» **TASK DIRECTIONS**: What comes next in the passage on BES securitization transactions and covered bonds? Continue it from its final sentence.

» **EXCERPTED PASSAGE**:
——
In order to prepare the initial plan and the quarterly reviews, projections on the relevant domestic macroeconomic variables, of GDP growth in the geographic areas of greatest relevance to the activities of the banks and further projections of interest rates and other reference parameters necessary for drawing up the plans are provided by the Bank of Portugal in conjunction with the EC/ECB/IMF. In the context of the plan for the period in reference, it is also noted the fact that the same is being object of a stress test exercise where the banks should, in a extreme scenario, present a Core Tier I ratio higher than 6% during the period (2011-2015).
During the year 2011 and 2012, the securitization transactions originated by BES suffered successive rating downgrades, following the downgrades attributed by various rating agencies to the Portuguese Republic and Portuguese banks. Traditionally, these operations include in their structures different risk protection mechanisms, namely the substitution of counterparties when credit ratings fall below minimum levels required by rating agencies or by triggering corrective actions enabling the mitigation of the exposure risk to those counterparties.
In addition, BES acted as swap counterparty in two of its operations (Lusitano Mortgage No.6 and Lusitano Mortgage No.7). The performance of these functions in securitization transactions is restricted to entities that meet the minimum rating levels established by the rating agencies. Therefore, following the downgrades, BES position in the operation Lusitano Mortgage No.6 was transferred to a financial institution that meets the eligibility criteria of the agencies and in the operation Lusitano Motgage No.7, the Group preceded to the restructuring of the operation.
Additionally, following the Portuguese Republic downgrade by Moody's in February 2012, this agency set the maximum rating attributable to bonds issued in securitized operations as Baa1. Thus, the operation of securitization of small and medium enterprises settled by BES in December 2010 – Lusitano SME No.2 – lost the eligibility for rediscount at ECB and BES chose to exercise the call option in 23rd March 2012.
The issues of covered bonds also suffered a strong impact caused by the downgrade of the Portuguese Republic and the Portuguese banks. As a result, BES could no longer be the counterparty in interest rate swaps transactions and proceeded to its transfer and, in some cases, to its cancelation.
——
» **RECORDED INFORMATION**:

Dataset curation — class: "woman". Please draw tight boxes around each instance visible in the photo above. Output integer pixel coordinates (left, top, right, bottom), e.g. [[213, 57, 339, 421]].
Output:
——
» **EXPECTED ANSWER**:
BES has a set of contracts negotiated with counterparties with who trades derivative in the OTC market. CSA takes the form of collateral agreement established between two parties dealing with each other derivatives Over-the-Counter, with the main objective to provide protection against credit risk, establishing for the purpose a set of rules regarding the collateral. Derivatives transactions are regulated by the International Swaps and Derivatives Association (ISDA) and have a minimum margin of risk that may change according to the parties rating.
As part of the restructuring process of the Portuguese real estate sector, several initiatives have been launched in order to create financial, operational and management conditions to revitalize the sector. Accordingly, the Government, in close liaison with the business and the financial sector, including BES Group, encouraged the creation of companies and specialized funds that, through merger, consolidation and integrated management, would obtain the required synergies to recover the sector. Pursuing the goals established, were created companies (parent companies), where BES Group has minority interests (in partnership with other banks that also have a minority interest), and which in turn now hold almost all of the capital of certain subsidiaries (subsidiaries of those parent companies) in order to acquire certain real estate bank loans.
During 2012 and in the first semester of 2013, BES transferred financial assets (mainly corporate loans) to the subsidiaries of the parent companies. These entities are responsible for managing the assets received as collateral, which after the transfer of loans the great majority of the financial assets transferred under these operations, was derecognized from the Group balance sheet, considering that the group has transferred substantially all the risks and rewards of ownership, have the goal to implement a plan to increase its value.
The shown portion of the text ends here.